_Excerpt_.
>> Start

As of late, I have been complete absorbed in XTC’s, “Making
Plans for Nigel,” listening to it six or seven times a day. Dustin and I
casually mentioned that if we ever decided to have a child (GASP!) and it was a
boy, Nigel was a definite boy name possibility. I’m betting that our next boy cat
would have a better chance of being named Nigel. Maybe a hairless cat that
someone buys me for my thirtieth birthday? Just a consideration for the six
people that even come close to reading this rarely-updated and poorly-attituded
(that’s a word now) blog (that’s also a sentence fragment, but I like to live
life on the edge. The grammatical
edge).
I love this song because, much like the Brits, they say it
best when they say nothing at all (Yes, I did steal that line from Keith
Whitley. What’s he going to do about it? Not much, I’ll bet).

>> End

_Objective 1_.
Answer these questions about the blog post:
(a) How many times a day does the writer listen to the song?
(b) What name did the writer and Dustin mention as a definite possibility for a boy?
(c) Whose line does the writer admit to stealing?

Point labeling samples
>> Start

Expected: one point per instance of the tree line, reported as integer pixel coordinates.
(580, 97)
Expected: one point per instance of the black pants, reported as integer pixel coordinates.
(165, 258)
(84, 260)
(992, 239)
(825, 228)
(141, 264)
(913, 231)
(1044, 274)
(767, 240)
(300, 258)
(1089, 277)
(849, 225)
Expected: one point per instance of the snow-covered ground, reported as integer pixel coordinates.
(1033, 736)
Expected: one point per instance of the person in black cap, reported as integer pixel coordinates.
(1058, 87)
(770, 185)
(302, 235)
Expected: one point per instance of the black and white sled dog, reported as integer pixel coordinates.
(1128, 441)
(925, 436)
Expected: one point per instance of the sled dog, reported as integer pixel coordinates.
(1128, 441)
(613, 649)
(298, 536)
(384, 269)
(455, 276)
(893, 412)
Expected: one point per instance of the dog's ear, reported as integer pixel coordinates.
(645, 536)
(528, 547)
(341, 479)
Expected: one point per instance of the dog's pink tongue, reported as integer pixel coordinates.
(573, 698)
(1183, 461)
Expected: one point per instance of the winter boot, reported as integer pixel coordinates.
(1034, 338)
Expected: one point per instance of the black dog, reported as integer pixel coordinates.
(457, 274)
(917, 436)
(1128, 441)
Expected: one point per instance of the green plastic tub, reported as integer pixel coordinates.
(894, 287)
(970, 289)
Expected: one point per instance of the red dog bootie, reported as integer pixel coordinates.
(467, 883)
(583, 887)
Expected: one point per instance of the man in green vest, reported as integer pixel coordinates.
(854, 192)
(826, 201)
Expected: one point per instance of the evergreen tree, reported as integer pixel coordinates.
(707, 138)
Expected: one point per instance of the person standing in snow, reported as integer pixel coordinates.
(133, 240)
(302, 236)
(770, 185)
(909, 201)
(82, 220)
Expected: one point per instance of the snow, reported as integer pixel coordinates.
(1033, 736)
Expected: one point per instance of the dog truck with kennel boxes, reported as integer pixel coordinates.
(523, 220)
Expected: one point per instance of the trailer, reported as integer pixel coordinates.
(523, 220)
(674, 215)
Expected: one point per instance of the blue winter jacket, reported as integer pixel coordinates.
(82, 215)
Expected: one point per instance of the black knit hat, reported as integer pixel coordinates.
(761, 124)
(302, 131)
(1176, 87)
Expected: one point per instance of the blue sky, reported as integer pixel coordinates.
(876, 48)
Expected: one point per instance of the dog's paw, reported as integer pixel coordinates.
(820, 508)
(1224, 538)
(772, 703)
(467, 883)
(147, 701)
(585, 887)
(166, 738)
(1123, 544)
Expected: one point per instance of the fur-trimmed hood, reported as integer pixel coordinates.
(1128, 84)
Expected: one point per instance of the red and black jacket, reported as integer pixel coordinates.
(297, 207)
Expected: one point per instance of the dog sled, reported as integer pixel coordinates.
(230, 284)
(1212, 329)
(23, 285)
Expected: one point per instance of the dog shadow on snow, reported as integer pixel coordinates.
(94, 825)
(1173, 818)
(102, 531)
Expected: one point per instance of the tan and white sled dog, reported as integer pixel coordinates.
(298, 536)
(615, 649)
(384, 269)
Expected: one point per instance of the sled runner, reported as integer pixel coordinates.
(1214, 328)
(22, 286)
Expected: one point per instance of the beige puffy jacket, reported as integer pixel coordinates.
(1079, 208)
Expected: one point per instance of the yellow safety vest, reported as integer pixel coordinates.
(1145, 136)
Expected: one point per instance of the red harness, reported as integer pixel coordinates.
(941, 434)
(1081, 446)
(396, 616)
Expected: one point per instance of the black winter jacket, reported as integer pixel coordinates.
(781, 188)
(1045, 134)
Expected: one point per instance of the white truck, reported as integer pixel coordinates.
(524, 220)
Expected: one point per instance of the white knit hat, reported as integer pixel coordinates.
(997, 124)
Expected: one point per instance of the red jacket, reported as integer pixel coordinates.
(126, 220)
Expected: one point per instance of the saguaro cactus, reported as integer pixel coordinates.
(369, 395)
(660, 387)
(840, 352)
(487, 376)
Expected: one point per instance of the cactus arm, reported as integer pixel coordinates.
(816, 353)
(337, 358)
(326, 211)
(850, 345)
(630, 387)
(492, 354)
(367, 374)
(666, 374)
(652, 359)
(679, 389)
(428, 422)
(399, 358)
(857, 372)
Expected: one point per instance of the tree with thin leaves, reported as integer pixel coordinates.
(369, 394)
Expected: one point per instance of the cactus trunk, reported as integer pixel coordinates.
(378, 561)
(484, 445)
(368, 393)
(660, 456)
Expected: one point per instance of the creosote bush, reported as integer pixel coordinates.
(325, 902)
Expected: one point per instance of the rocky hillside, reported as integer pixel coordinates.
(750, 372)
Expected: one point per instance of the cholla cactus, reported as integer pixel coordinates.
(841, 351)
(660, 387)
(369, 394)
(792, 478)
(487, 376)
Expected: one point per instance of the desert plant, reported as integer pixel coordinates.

>> End

_Objective 2_. Please copy out word for word the lines of the listing between the line holding "Expected: one point per instance of the dog truck" and the line holding "(1123, 544)", inclusive.

_Exercise response 1_.
(a) Six or seven times a day.
(b) Nigel.
(c) Keith Whitley's.

_Exercise response 2_.
Expected: one point per instance of the dog truck with kennel boxes, reported as integer pixel coordinates.
(523, 220)
Expected: one point per instance of the trailer, reported as integer pixel coordinates.
(523, 220)
(674, 215)
Expected: one point per instance of the blue winter jacket, reported as integer pixel coordinates.
(82, 215)
Expected: one point per instance of the black knit hat, reported as integer pixel coordinates.
(761, 124)
(302, 131)
(1176, 87)
Expected: one point per instance of the blue sky, reported as integer pixel coordinates.
(876, 48)
Expected: one point per instance of the dog's paw, reported as integer pixel coordinates.
(820, 508)
(1224, 538)
(772, 703)
(467, 883)
(147, 701)
(585, 887)
(166, 738)
(1123, 544)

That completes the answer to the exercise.